• [TASK BRIEF]: Write the records out again exactly as they read, dropping any picture they hold.

• [SUPPLIED ENTRIES]:

►

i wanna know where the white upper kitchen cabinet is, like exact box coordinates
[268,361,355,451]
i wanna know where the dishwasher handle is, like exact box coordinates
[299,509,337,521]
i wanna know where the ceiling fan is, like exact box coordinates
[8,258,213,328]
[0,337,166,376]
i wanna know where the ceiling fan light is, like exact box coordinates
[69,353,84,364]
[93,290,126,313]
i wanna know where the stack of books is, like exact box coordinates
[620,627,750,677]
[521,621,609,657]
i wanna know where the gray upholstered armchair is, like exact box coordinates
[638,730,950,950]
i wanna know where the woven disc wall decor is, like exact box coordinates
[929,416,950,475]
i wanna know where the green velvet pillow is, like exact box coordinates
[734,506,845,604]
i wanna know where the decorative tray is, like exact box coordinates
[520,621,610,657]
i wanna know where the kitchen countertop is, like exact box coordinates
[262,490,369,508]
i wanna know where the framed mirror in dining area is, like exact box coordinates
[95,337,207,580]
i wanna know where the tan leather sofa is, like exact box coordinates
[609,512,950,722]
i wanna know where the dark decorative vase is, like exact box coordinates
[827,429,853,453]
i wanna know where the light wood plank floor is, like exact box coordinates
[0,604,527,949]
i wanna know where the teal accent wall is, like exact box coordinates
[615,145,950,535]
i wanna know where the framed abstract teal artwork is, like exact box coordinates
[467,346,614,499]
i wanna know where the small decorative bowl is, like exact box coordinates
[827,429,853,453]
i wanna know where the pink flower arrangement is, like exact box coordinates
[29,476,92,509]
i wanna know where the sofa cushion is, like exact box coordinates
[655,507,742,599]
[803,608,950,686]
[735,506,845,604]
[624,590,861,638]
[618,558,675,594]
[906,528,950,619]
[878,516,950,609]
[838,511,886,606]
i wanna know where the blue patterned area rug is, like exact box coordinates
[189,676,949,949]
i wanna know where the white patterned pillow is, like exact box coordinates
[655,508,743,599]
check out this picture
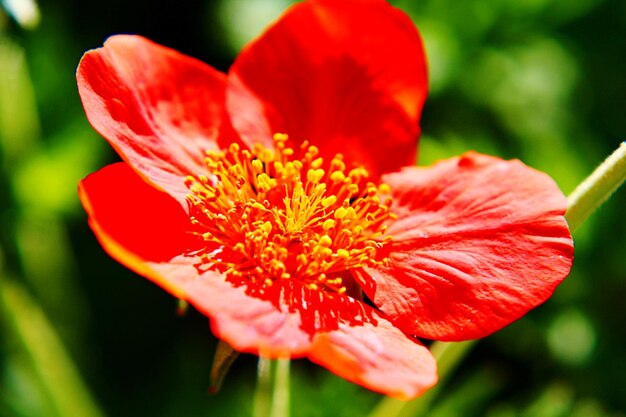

◄

• [YOUR RESPONSE]:
i wanna know where the white upper kitchen cabinet is, like exact box coordinates
[268,361,355,451]
i wanna know where the dishwasher handle is, like exact box coordinates
[299,509,337,521]
i wanna know where the ceiling fan is, like exact box coordinates
[8,258,213,328]
[0,337,166,376]
i wanna know where the ceiling fan light is, like exact box coordinates
[69,353,84,364]
[93,290,126,313]
i wanna know where the stack of books is, like exact box coordinates
[620,627,750,677]
[521,621,609,657]
i wanna know where the gray upholstered armchair is, like exact box coordinates
[638,730,950,950]
i wanna know where the woven disc wall decor is, like exact box coordinates
[929,416,950,475]
i wanna know where the green velvet pillow is, like exact box coordinates
[734,506,845,604]
i wanna know where the decorative tray is, like exact box coordinates
[520,621,610,657]
i wanna know where the kitchen countertop is, like exact box coordinates
[262,490,369,508]
i wanna know where the framed mirror in dining area is, like exact box coordinates
[95,337,207,580]
i wanna know where the tan leather sofa is, like exact box coordinates
[609,512,950,722]
i wanna know where the dark decorative vase is, like exact box coordinates
[827,429,853,453]
i wanna know where the light wood plank floor is, like exact box coordinates
[0,604,527,949]
i wanna know where the teal accent wall is, like exact box coordinates
[615,145,950,535]
i wanna know where the framed abstract teal artwork is, like exact box coordinates
[467,346,614,499]
i wanna know where the small decorative bowl is, like exact box coordinates
[827,429,853,453]
i wanna know where the pink flower arrangement is, like exact box coordinates
[29,476,92,509]
i wanna know where the sofa cushion is, like exact box coordinates
[655,507,742,599]
[803,608,950,686]
[735,506,845,604]
[624,590,861,638]
[618,558,675,594]
[906,528,950,619]
[878,516,950,609]
[838,511,886,606]
i wanna know where the blue patterned area rug is, like exact box coordinates
[189,676,949,949]
i wanna know where the white patterned pillow is, like exact box coordinates
[655,508,743,599]
check out this picture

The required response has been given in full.